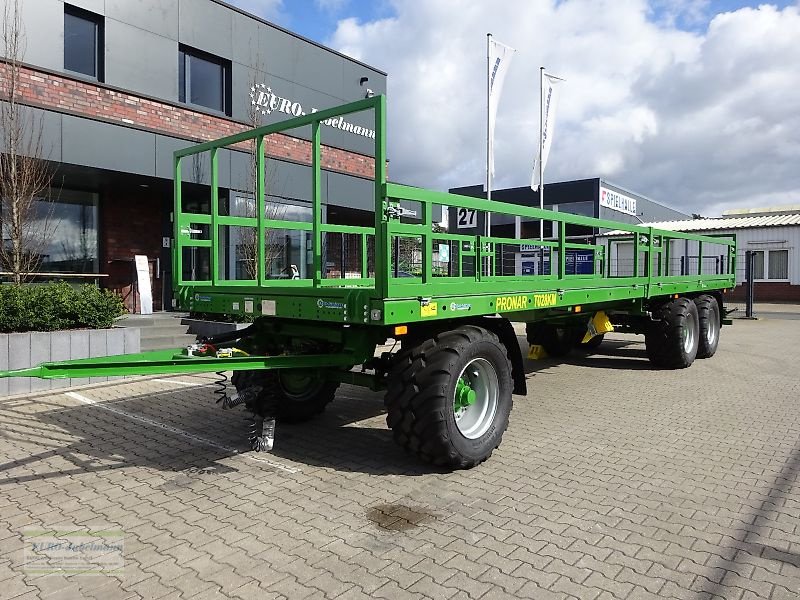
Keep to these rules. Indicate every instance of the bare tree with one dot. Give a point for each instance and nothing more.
(25, 207)
(274, 243)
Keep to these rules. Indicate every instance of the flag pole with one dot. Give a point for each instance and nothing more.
(541, 150)
(488, 219)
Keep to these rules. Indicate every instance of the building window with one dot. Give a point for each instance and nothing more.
(205, 80)
(64, 232)
(771, 265)
(83, 42)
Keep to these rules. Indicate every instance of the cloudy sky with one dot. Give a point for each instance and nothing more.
(694, 103)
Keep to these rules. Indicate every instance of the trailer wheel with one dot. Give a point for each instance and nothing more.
(708, 316)
(449, 398)
(672, 338)
(296, 395)
(557, 341)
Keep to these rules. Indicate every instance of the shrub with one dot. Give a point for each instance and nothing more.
(54, 306)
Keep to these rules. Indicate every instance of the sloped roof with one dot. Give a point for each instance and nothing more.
(717, 224)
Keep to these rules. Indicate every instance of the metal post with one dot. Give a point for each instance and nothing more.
(750, 264)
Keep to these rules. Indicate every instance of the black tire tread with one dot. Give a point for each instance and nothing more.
(707, 309)
(663, 336)
(287, 409)
(416, 397)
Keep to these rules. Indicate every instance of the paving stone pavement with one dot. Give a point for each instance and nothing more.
(613, 481)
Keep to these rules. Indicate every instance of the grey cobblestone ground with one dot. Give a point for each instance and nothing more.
(613, 481)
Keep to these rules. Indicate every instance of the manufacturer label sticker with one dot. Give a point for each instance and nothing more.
(431, 309)
(330, 304)
(511, 302)
(545, 300)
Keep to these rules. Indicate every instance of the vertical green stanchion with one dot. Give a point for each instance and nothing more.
(214, 213)
(261, 197)
(177, 244)
(316, 201)
(427, 240)
(383, 251)
(699, 258)
(364, 256)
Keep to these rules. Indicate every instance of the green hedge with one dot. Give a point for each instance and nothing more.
(54, 306)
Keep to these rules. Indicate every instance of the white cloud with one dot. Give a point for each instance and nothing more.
(698, 120)
(331, 6)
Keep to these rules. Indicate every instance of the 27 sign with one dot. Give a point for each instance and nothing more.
(467, 218)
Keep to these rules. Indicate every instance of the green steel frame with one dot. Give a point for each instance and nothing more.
(386, 299)
(362, 311)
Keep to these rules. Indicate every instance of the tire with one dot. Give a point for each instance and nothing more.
(710, 325)
(295, 395)
(449, 398)
(673, 337)
(557, 341)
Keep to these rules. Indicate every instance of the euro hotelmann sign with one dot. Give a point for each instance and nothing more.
(616, 201)
(268, 102)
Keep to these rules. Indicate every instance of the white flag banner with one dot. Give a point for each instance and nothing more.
(549, 101)
(500, 57)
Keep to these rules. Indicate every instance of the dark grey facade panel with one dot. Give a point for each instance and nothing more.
(241, 179)
(140, 60)
(51, 131)
(249, 45)
(96, 144)
(165, 146)
(207, 26)
(43, 22)
(156, 16)
(343, 190)
(95, 6)
(197, 168)
(141, 56)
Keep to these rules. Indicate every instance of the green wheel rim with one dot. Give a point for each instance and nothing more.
(475, 398)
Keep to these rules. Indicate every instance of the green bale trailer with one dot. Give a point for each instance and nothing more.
(447, 299)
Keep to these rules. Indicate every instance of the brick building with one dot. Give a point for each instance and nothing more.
(119, 85)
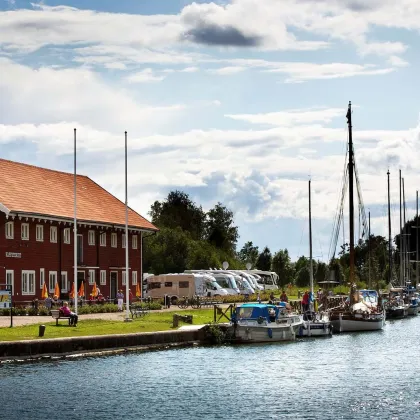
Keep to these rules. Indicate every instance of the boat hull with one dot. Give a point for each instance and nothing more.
(315, 329)
(266, 333)
(413, 310)
(351, 324)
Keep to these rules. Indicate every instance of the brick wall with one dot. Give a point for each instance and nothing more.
(58, 257)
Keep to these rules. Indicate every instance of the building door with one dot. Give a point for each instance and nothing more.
(80, 280)
(113, 284)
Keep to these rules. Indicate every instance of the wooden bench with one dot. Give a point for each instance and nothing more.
(55, 313)
(137, 311)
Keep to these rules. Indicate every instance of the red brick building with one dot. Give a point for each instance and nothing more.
(37, 239)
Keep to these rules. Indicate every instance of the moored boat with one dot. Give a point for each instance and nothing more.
(260, 322)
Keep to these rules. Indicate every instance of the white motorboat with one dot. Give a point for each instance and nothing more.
(260, 323)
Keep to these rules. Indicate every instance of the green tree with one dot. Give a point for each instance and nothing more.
(264, 260)
(281, 264)
(220, 229)
(249, 253)
(179, 211)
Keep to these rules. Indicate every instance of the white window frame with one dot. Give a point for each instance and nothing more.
(40, 233)
(11, 274)
(24, 231)
(102, 239)
(53, 234)
(91, 237)
(10, 230)
(54, 274)
(66, 235)
(64, 281)
(91, 277)
(102, 280)
(41, 278)
(114, 240)
(30, 282)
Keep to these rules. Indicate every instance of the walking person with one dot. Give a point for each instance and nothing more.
(65, 310)
(120, 300)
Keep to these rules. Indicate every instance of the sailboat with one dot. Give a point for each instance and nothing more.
(314, 323)
(355, 314)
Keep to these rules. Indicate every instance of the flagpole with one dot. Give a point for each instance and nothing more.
(75, 229)
(127, 278)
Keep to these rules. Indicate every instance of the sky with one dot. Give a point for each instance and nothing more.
(239, 102)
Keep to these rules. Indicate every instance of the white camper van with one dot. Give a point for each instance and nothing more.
(179, 285)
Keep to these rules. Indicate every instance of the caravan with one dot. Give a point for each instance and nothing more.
(180, 285)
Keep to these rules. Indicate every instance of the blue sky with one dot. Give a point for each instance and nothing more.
(233, 101)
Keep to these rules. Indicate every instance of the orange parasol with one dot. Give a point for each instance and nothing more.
(94, 290)
(44, 293)
(82, 290)
(57, 291)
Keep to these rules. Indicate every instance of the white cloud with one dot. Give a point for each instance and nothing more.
(144, 76)
(73, 95)
(226, 71)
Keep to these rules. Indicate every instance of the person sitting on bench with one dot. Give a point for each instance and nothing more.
(65, 310)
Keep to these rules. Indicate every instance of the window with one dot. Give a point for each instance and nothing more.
(9, 230)
(64, 283)
(103, 277)
(10, 277)
(28, 282)
(66, 234)
(39, 233)
(79, 249)
(41, 277)
(53, 234)
(91, 276)
(52, 281)
(102, 239)
(134, 277)
(91, 237)
(114, 240)
(24, 229)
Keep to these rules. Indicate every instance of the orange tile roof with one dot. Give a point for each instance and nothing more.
(30, 189)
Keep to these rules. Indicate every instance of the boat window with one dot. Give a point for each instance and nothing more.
(245, 312)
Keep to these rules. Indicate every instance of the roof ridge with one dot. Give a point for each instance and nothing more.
(40, 167)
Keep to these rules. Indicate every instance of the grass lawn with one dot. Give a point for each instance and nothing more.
(158, 321)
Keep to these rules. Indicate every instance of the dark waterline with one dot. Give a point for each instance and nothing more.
(372, 375)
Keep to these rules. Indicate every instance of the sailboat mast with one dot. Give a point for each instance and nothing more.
(369, 282)
(401, 238)
(404, 240)
(351, 198)
(389, 234)
(417, 237)
(311, 271)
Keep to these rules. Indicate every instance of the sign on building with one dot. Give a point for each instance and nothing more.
(6, 298)
(13, 255)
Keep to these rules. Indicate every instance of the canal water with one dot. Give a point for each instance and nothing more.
(372, 375)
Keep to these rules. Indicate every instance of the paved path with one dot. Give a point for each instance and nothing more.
(111, 316)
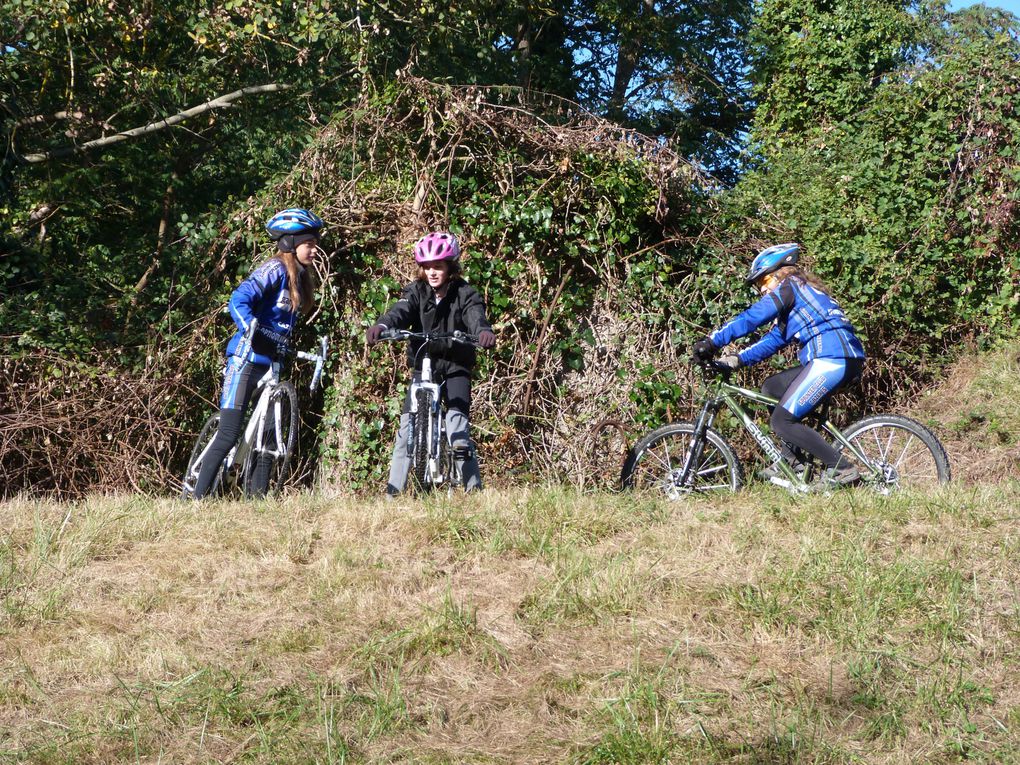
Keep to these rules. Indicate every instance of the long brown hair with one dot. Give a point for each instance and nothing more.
(801, 273)
(454, 270)
(299, 282)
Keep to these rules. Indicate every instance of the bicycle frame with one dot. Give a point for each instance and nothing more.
(437, 436)
(256, 422)
(252, 440)
(725, 394)
(437, 422)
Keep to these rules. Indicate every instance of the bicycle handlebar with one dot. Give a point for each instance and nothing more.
(714, 366)
(456, 337)
(318, 358)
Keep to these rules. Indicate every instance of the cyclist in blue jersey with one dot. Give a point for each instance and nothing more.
(274, 294)
(831, 356)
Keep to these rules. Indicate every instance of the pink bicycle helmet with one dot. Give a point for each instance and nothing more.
(437, 246)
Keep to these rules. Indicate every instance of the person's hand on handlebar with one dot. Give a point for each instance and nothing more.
(373, 334)
(487, 339)
(704, 349)
(282, 344)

________

Problem description =
Reproduce the material from the line containing "Keep to these rules. Indicate every instance of the cyclist" through the end of the material, changing "pink" to "red" and keeping everything else the same.

Exercise output =
Keep to these rules. Indicate every instance of the cyclist in blue jersey with one dot. Give a point for each instance and nothing more.
(274, 294)
(831, 356)
Keep to these rules. Indicate every instance of the red bicycle helmet with one dot. Give a point for each instance and nothing more.
(437, 246)
Keep to these rules. Indicate every instance of the person's hand on handlebar with one dot. Give a point for each instance and nothing more.
(373, 334)
(487, 339)
(704, 349)
(282, 344)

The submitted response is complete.